INSTRUCTIONS TO FOLLOW: Copy out the records from the line with "det: pen clip" to the line with "det: hair bun", both included, keeping every character unchanged.

SUPPLIED DATA:
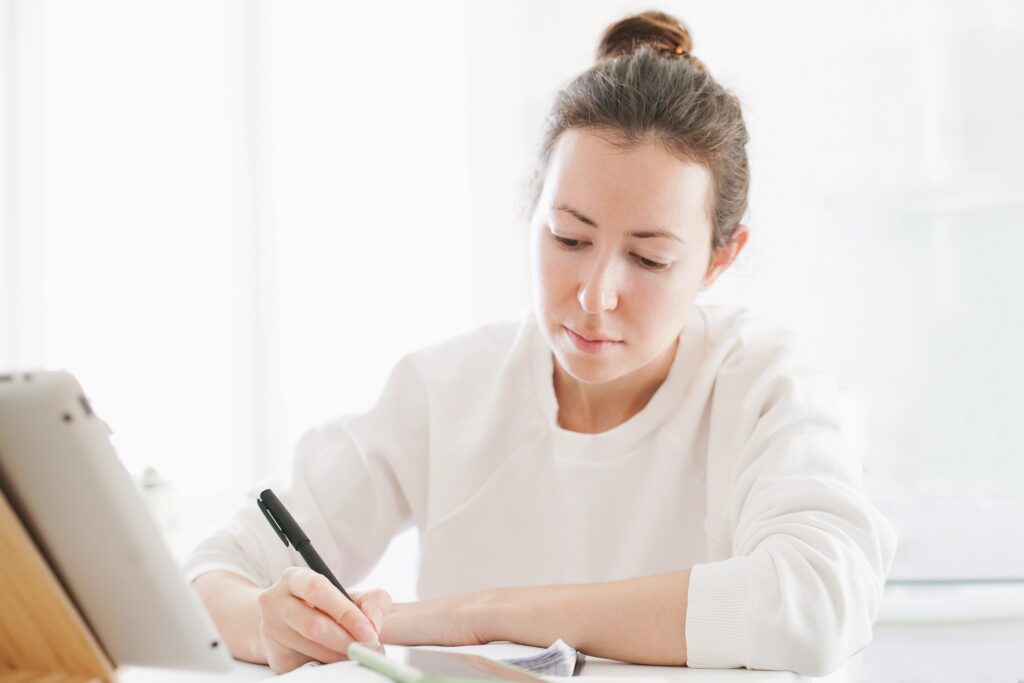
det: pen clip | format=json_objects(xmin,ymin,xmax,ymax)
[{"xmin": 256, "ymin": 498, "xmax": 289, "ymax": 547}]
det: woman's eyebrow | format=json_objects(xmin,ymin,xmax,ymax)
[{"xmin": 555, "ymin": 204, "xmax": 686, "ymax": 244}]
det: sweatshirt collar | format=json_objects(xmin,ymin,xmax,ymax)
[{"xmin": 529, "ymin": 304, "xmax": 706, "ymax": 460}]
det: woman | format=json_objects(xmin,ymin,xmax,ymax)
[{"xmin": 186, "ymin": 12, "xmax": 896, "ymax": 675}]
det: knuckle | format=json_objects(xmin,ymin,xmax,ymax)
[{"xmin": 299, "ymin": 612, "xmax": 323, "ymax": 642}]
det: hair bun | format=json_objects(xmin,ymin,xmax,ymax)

---

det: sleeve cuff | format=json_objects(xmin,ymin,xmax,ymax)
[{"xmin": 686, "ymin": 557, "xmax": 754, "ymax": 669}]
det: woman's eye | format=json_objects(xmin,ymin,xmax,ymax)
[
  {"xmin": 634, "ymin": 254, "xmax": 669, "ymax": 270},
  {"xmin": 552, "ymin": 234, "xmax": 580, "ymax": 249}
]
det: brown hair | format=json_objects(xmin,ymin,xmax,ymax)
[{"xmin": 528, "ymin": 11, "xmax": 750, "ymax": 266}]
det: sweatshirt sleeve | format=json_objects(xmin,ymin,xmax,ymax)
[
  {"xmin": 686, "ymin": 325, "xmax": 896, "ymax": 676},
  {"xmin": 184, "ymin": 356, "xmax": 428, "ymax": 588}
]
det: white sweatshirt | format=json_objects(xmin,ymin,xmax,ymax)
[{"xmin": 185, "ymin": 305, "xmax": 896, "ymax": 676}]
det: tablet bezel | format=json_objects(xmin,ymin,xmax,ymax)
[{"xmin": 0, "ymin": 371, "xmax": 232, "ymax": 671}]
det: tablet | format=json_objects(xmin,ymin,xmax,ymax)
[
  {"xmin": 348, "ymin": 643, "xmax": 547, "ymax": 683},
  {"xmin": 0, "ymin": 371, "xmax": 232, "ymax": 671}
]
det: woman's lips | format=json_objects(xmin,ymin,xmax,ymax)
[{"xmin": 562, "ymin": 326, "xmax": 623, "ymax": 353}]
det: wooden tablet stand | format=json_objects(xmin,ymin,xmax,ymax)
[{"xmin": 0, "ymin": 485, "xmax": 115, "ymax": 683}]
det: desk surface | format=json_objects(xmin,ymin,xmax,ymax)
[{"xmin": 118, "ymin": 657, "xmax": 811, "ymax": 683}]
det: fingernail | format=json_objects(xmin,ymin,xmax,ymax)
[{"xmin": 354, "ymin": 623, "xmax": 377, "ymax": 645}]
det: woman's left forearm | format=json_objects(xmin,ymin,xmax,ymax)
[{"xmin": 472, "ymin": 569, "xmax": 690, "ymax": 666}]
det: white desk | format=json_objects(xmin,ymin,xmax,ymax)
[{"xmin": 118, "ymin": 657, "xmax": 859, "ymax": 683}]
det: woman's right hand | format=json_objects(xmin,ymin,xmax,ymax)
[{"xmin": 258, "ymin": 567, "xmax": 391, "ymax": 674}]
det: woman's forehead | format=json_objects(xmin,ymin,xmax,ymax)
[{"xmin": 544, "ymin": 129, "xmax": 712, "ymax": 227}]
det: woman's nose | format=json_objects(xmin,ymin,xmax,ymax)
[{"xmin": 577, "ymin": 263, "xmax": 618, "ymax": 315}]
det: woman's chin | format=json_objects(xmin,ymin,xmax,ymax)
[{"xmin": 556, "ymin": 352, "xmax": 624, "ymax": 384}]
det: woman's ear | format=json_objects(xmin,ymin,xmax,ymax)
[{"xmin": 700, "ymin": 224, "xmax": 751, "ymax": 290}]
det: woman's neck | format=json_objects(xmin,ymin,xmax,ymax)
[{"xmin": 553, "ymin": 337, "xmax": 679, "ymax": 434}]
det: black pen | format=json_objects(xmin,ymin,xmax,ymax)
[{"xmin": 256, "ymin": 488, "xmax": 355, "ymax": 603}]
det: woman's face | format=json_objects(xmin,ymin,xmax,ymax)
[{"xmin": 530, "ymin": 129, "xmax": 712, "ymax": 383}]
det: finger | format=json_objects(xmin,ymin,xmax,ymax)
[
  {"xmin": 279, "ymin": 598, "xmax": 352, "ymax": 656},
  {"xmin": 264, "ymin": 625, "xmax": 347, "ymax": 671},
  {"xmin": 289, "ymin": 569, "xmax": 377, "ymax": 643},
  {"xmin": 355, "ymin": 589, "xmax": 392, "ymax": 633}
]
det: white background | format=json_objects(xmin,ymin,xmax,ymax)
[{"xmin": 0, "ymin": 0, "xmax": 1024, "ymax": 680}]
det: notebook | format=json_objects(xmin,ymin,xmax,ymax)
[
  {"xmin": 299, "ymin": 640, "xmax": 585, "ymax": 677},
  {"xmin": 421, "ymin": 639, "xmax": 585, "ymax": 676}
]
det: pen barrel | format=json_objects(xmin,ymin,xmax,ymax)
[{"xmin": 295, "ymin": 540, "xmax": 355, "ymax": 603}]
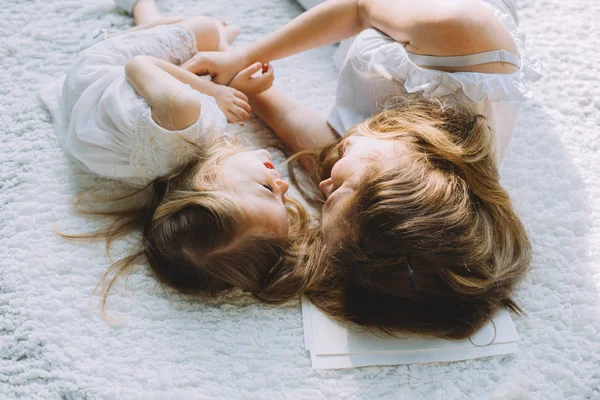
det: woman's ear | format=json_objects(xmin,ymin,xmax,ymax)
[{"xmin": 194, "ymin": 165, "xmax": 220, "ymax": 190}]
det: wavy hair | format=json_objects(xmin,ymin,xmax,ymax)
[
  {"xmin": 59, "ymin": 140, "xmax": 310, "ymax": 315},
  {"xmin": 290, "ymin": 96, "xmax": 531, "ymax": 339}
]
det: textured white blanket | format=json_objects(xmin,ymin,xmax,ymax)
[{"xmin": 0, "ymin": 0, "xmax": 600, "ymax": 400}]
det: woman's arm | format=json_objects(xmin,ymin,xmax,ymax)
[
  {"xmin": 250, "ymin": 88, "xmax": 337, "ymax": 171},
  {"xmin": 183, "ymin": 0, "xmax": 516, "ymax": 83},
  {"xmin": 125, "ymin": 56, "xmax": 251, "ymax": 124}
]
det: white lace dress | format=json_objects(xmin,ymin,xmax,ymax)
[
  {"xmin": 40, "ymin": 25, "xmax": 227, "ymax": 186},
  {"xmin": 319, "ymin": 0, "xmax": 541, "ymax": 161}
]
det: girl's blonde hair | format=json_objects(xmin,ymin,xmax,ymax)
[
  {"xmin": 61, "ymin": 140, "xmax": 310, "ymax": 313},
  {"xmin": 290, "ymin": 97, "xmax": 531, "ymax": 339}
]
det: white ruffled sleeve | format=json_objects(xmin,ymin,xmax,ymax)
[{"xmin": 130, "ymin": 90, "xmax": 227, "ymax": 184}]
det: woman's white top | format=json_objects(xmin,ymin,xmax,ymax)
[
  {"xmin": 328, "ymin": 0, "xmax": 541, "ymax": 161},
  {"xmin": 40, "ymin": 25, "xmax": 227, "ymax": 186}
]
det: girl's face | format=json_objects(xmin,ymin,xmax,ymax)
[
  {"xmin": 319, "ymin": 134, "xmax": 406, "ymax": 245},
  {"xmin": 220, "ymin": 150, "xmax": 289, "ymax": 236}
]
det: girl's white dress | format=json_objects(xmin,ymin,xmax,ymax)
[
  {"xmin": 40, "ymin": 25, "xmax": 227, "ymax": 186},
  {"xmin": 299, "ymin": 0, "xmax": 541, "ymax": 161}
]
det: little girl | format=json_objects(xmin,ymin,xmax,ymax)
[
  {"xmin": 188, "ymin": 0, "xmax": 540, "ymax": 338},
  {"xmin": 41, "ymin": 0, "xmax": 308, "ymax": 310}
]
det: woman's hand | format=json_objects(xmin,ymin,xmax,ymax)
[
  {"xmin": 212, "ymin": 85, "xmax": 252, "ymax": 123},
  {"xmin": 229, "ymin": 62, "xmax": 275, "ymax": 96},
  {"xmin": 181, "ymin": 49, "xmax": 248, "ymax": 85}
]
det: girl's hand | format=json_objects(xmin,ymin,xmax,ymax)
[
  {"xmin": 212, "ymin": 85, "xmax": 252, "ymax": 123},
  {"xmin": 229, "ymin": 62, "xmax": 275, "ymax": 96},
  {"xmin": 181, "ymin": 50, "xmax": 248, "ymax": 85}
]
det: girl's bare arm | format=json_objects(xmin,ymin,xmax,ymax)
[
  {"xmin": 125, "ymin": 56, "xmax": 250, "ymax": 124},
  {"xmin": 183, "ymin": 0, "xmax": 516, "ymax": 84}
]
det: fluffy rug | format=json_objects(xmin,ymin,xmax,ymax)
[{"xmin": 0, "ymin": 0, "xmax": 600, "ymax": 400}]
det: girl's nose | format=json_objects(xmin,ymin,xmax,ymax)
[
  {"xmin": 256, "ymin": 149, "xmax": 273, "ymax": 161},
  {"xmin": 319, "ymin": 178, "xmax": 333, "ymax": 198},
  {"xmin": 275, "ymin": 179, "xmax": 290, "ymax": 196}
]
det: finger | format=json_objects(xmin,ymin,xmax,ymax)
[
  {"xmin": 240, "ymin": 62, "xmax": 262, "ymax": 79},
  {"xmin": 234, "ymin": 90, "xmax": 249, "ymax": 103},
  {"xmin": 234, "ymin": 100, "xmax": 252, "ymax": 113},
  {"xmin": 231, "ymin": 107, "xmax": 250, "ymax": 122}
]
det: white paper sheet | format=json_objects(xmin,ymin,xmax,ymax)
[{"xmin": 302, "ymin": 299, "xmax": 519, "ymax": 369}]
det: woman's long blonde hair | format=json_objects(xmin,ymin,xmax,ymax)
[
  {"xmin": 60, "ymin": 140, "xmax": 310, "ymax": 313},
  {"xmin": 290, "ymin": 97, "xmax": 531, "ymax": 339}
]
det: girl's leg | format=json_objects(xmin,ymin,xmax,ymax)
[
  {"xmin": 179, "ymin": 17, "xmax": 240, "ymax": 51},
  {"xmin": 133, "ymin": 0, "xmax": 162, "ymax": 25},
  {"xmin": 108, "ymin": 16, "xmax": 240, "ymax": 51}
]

FULL ANSWER:
det: pen clip | format=json_objects(xmin,ymin,xmax,ymax)
[{"xmin": 256, "ymin": 498, "xmax": 289, "ymax": 547}]
det: woman's eyebrow | format=json_objects(xmin,ymin,xmax,ymax)
[{"xmin": 555, "ymin": 204, "xmax": 686, "ymax": 244}]
det: sweatshirt collar | format=json_objects(xmin,ymin,xmax,ymax)
[{"xmin": 529, "ymin": 304, "xmax": 706, "ymax": 460}]
det: woman | format=json_objects(xmin,ymin,xmax,ymax)
[{"xmin": 186, "ymin": 12, "xmax": 896, "ymax": 675}]
det: knuckle | format=json_objects(xmin,ymin,xmax,ymax)
[{"xmin": 299, "ymin": 612, "xmax": 323, "ymax": 642}]
det: hair bun | format=json_objects(xmin,ymin,xmax,ymax)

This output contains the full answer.